● **Task**
Begin at the line that contains "Keypoint rule: one marker on every instance of the black pickup" and repeat every line from there to the end of the records below, inclusive, without adding any other line.

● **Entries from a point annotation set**
::::

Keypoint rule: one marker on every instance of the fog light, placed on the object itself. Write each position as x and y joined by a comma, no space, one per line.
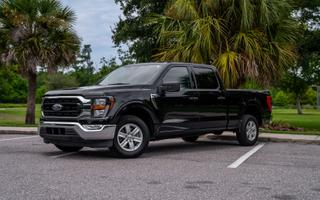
92,127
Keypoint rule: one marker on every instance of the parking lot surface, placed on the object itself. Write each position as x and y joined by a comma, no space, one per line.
170,169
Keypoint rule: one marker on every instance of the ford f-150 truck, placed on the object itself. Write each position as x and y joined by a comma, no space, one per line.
139,103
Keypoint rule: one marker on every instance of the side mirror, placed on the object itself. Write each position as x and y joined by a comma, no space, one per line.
170,87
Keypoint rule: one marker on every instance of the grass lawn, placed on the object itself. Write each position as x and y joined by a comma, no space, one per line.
14,114
310,120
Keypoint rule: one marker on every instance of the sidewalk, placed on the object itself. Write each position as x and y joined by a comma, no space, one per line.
18,130
264,137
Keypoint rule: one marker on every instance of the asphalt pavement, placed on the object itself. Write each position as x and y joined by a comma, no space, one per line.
170,169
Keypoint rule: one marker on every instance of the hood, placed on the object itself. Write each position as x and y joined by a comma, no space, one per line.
99,90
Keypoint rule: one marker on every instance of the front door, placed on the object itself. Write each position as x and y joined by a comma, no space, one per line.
212,100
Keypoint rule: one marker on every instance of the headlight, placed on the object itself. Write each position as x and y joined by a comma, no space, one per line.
100,107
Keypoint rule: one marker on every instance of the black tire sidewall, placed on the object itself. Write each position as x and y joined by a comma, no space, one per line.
242,134
145,131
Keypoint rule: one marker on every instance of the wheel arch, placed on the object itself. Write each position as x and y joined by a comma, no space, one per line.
253,108
141,110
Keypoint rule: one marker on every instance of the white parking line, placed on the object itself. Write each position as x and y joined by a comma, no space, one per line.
243,158
18,138
63,155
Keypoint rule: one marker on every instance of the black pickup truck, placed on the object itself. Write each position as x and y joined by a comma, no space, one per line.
139,103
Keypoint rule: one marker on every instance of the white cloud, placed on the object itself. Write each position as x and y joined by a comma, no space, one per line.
94,21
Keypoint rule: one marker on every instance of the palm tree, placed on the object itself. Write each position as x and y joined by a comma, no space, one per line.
243,38
36,33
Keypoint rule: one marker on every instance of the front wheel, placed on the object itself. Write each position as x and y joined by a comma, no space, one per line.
68,149
131,137
248,132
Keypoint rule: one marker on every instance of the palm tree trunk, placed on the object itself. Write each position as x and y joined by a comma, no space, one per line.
32,84
298,101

::::

● **Written solution**
Keypoint rule: one marker on every instance of the black pickup truck, placed on the object itself. Write each position as x and y joined by a comma, no space, one per line.
139,103
Keypoint rule: one marker on every instance of the white cloud, placed on the object itself. Write each position as x and y joined by a comma, no space, one per line.
94,21
Keypoint rule: one marker on every instance of the palm tree, placed on the object itself. Write each position as x and y joined by a comma, no space, one per line.
243,38
36,33
Keypoint rule: one marker on every instance of the front wheel, placed on the object itself. Write each position as x and y joined by a comma, no space, one per line.
68,149
131,137
248,132
Keypoint rule: one marker on every instance of the palm tree trunk, placed on the object itself. Write each position as x and y joined by a comma, no space, one per line.
32,84
298,101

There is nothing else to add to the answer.